- **Aim of the exercise**: In the data, extract each line that holds the string "person".

Image point grounding data:
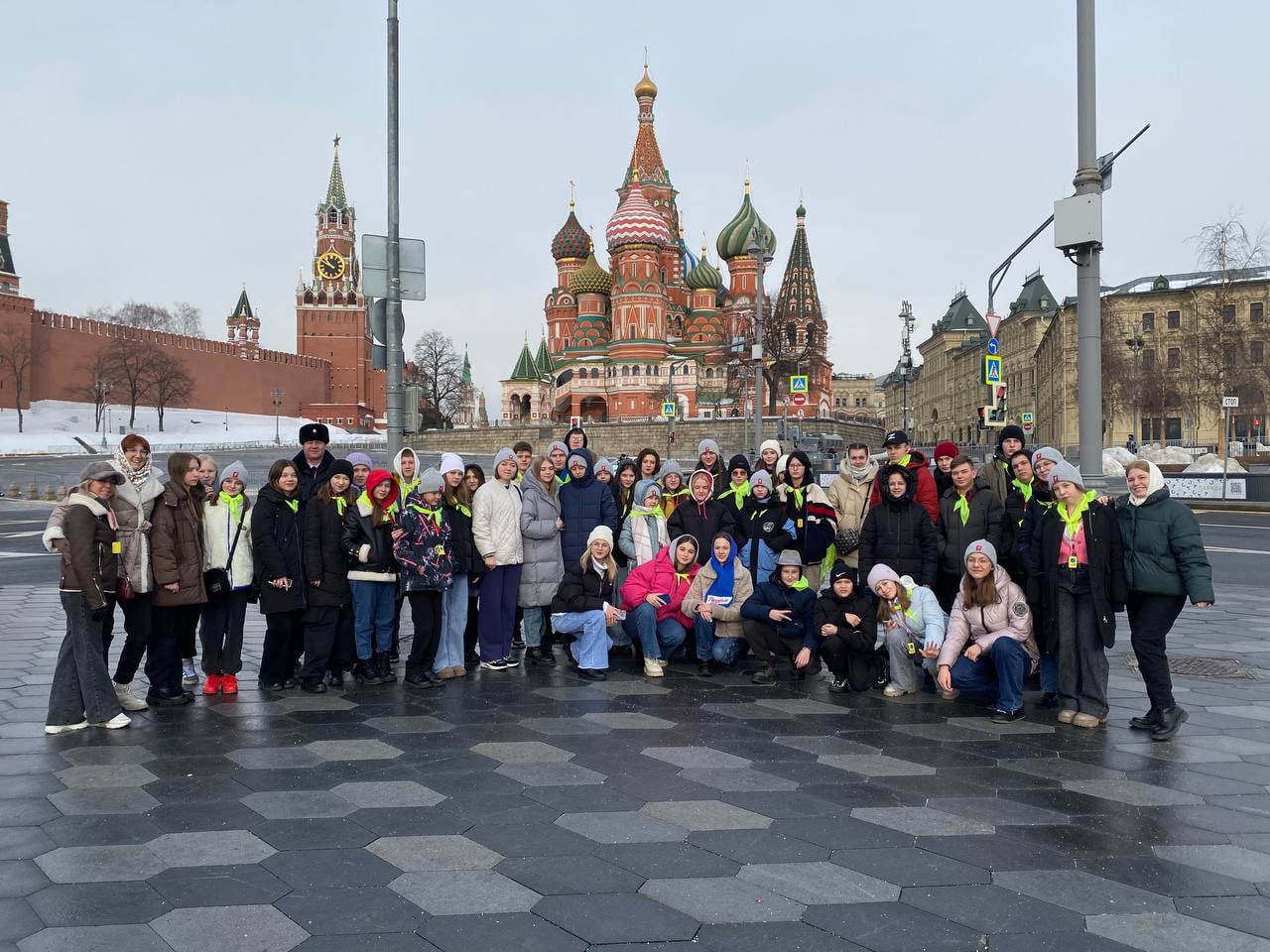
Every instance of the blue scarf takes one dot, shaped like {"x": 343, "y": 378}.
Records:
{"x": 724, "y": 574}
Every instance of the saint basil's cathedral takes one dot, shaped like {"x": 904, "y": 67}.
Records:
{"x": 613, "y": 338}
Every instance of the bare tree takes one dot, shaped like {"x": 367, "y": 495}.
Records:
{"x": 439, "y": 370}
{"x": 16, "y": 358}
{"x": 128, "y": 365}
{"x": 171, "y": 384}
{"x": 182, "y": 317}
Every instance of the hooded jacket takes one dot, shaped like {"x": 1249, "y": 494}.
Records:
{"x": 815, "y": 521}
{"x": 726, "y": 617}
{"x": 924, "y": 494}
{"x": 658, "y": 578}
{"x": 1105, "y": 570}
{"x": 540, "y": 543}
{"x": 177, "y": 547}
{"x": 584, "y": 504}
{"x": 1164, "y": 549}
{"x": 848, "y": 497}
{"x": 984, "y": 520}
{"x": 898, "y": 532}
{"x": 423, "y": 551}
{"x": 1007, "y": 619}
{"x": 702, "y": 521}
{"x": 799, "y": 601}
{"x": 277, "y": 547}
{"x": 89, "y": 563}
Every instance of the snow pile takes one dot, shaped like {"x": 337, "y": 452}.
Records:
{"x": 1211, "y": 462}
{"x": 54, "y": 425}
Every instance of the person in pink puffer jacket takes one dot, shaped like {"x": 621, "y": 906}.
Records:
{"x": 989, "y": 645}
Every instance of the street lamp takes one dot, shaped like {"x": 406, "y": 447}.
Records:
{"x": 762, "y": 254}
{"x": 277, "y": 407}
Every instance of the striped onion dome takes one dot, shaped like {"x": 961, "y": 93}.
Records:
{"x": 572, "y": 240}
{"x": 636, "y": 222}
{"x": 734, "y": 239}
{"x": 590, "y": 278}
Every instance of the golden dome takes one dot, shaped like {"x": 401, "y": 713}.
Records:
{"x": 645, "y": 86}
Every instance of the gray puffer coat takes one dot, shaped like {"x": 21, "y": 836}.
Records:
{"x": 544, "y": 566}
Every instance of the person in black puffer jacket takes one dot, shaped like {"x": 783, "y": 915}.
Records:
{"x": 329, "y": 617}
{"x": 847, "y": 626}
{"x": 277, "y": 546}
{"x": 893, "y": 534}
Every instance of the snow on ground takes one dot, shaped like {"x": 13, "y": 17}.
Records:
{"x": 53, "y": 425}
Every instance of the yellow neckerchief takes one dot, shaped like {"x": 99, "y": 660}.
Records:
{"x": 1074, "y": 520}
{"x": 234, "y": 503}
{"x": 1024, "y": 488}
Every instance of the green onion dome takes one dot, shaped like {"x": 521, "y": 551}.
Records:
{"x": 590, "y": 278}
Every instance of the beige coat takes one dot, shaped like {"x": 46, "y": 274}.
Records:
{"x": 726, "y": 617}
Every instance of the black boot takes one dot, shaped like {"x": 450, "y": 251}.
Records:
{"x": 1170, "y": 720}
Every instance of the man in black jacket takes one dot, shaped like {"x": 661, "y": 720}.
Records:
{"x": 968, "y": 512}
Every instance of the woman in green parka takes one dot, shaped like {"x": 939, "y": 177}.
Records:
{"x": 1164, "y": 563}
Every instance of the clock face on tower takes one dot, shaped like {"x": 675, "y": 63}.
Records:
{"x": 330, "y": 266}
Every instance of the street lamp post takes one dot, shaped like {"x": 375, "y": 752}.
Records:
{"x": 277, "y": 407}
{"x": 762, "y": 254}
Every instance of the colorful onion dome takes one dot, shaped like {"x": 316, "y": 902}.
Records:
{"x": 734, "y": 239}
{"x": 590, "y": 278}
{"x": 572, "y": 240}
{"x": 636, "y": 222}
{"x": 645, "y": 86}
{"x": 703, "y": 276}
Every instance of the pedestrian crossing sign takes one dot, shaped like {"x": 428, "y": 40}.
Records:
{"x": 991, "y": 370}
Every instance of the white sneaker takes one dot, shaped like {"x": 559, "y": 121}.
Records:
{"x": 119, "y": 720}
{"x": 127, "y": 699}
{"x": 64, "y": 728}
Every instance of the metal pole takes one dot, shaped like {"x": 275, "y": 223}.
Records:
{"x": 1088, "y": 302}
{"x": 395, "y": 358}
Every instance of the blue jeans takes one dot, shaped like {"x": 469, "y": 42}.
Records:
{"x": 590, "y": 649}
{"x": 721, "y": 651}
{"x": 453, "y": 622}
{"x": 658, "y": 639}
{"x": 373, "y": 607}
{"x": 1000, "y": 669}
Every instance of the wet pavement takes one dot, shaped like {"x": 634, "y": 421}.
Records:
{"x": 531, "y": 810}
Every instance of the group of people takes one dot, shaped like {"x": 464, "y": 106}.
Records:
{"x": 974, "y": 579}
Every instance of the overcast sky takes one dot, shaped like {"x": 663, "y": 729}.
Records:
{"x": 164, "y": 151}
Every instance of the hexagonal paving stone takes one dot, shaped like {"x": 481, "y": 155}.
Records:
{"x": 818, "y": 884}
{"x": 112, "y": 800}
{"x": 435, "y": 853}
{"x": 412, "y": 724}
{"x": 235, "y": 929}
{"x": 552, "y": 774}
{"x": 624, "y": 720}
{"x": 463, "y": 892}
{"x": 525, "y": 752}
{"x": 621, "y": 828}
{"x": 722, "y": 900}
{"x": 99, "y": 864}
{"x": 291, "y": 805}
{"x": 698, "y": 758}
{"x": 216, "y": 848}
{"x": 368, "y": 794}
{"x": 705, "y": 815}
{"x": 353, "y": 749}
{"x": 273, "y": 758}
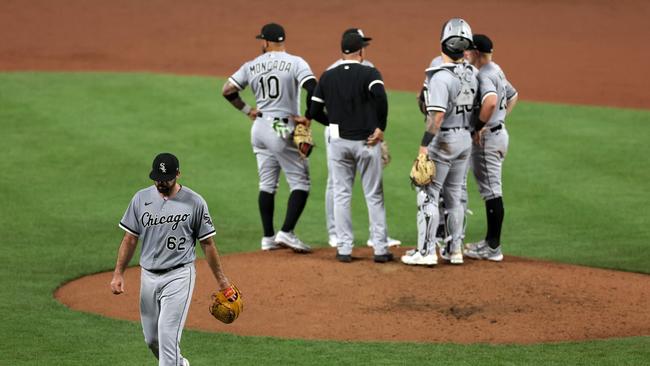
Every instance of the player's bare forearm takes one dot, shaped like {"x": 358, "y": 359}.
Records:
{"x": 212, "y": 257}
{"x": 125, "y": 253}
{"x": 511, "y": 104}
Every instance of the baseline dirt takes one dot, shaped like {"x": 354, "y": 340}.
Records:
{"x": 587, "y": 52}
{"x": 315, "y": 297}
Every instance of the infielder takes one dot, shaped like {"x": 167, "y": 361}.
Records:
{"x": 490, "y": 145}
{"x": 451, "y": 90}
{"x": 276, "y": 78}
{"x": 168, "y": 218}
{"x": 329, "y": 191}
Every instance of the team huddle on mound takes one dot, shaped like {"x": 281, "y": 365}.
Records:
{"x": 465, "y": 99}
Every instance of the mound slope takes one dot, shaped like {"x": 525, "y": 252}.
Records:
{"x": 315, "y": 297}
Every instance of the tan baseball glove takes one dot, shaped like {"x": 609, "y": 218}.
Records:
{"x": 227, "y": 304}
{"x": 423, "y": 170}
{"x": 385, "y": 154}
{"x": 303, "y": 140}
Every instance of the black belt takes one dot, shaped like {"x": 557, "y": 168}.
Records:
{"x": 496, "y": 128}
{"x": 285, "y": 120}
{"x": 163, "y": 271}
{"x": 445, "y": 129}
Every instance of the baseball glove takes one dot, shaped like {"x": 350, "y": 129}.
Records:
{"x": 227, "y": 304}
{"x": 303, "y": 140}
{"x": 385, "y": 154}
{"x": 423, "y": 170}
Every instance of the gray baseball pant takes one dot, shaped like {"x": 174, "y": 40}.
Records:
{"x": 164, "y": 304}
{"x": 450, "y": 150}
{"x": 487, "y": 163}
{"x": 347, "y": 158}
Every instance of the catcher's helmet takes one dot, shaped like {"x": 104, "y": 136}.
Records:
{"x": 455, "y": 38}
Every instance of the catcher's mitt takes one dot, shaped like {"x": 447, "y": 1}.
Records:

- **Answer**:
Every instance of the person in pink puffer jacket takes one dot, shaped like {"x": 621, "y": 906}.
Every instance of the person in black puffer jacket takes one dot, shaped like {"x": 783, "y": 915}.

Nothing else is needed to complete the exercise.